Textauszug =>
Samstag, 12. Juli 2014
Eleison Kommentare CCCLXV (365)

Abkommen ist da

Bischof Williamsons Eleison Kommentare,
Nummer CCCLXV (365)

Am 13. Dezember letzten Jahres trafen der Papst und Bischof Fellay, Generaloberer der Priesterbruderschaft St. Pius X., sich kurz im Haus Santa Marta, wo der Papst derzeit lebt. Offiziell bestreitet die Bruderschaft, daß dieses Treffen bedeutsam gewesen sei. Doch der italienische Kommentator Giacomo Devoto, welcher einiges über die Vorgehensweise Roms weiß, argumentiert, daß dieses Treffen der Beweis für das Erreichen eines Abkommens zwischen Rom und der Bruderschaft sei (siehe bitte www.unavox.it). In aller Kürze:—

Am Morgen des 13. Dezember 2013 trafen Bischof Fellay und seine beiden Assistenten als Obere der Bruderschaft die Oberen der Ecclesia Dei-Kommission. Dies geschah auf Einladung von Msgr. Guido Pozzo, welchen der Papst in diese Kommission zurückberufen hatte, um die problematische Beziehung zwischen Rom und der Bruderschaft zu betreuen. Es wurde im offiziellen Bruderschaftsmagazin DICI behauptet, daß dieses Treffen lediglich „informell“ gewesen sei. Devoto hingegen weist darauf hin, daß selbst ein informelles Treffen nicht stattgefunden haben kann ohne eine zuvorige Reihe diskreter Kontakte, um den öffentlichen Bruch der Beziehungen vom Juni 2012 zu reparieren. Außerdem, so Devoto, sei ein solches Treffen die notwendige Voraussetzung für ein „formelles“ Treffen.

Jedenfalls begaben nach dem morgendlichen Treffen Msgr. Pozzo, Msgr. di Noia und die drei Bruderschaftsoberen sich zum Haus Santa Marta, wo der Papst gerade zu Mittag aß. Als er nach dem Essen aufstand, eilte Bischof Fellay zu ihm hin und beide tauschten öffentlich ein paar Worte aus; dann küßte Bischof Fellay den Ring des Papstes (oder kniete für den Segensempfang hin, so der römische Vatican Insider). Wiederum spielte DICI die Begegnung als ein Zufallstreffen mit spontanem Austausch von Höflichkeiten herunter. Devoto hingegen erklärt auf einleuchtende Weise, daß selbst eine „zufällige“ Begegnung nicht ohne vorheriges Wissen und Genehmigung durch den Papst stattgefunden haben kann.

Schriftliche Aufgabe A =>
Nennen Sie alle Personen, die im Textauszug über das Treffen im Haus Santa Marta mit ihrem Namen genannt werden.

Datenzeilen =>
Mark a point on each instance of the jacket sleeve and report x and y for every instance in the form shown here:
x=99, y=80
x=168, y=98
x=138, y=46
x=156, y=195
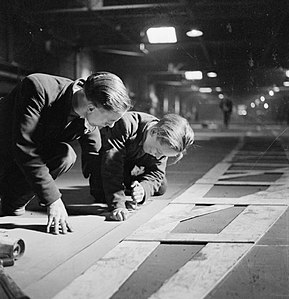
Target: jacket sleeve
x=153, y=176
x=29, y=105
x=112, y=166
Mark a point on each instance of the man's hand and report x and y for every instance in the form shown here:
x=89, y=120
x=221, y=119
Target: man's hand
x=137, y=192
x=119, y=214
x=88, y=163
x=57, y=215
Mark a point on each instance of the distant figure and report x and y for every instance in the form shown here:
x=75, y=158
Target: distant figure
x=226, y=105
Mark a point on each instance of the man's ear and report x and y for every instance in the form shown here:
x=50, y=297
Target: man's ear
x=153, y=131
x=90, y=107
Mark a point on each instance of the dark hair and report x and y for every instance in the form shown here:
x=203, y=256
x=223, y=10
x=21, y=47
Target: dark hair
x=175, y=131
x=108, y=91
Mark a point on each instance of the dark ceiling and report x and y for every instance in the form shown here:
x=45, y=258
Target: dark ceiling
x=245, y=41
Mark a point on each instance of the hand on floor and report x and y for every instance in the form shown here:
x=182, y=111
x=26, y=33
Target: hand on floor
x=119, y=214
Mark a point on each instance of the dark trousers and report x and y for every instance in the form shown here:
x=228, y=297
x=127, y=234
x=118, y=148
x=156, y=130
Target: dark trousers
x=14, y=188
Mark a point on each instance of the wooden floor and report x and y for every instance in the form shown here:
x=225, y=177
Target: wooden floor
x=221, y=231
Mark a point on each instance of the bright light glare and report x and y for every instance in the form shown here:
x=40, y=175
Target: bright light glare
x=194, y=33
x=271, y=93
x=276, y=88
x=194, y=75
x=212, y=74
x=205, y=89
x=157, y=35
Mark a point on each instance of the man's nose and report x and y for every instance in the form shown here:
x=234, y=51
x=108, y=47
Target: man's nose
x=157, y=155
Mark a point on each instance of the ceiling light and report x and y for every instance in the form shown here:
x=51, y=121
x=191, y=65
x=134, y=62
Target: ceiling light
x=276, y=88
x=205, y=89
x=271, y=93
x=194, y=33
x=157, y=35
x=194, y=75
x=212, y=75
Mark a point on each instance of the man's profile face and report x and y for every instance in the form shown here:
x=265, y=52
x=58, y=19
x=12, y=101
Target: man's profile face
x=154, y=147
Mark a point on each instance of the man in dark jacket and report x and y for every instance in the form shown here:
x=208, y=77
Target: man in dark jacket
x=133, y=158
x=37, y=120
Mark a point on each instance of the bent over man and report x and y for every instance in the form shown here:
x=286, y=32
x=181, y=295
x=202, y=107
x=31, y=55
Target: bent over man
x=37, y=120
x=133, y=158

Schriftliche Aufgabe B =>
Benennen Sie „bent over man“ in „stooping man“ um. Beginnen Sie in den Datenzeilen bei der Zeile mit „Mark a point on each instance of the bent“, hören Sie nach der letzten Datenzeile auf und geben Sie nur diese Zeilen wieder.

Musterlösung A =>
Bischof Fellay, Giacomo Devoto, Msgr. Guido Pozzo, Msgr. di Noia

Musterlösung B =>
Mark a point on each instance of the stooping man and report x and y for every instance in the form shown here:
x=286, y=32
x=181, y=295
x=202, y=107
x=31, y=55
Target: stooping man
x=37, y=120
x=133, y=158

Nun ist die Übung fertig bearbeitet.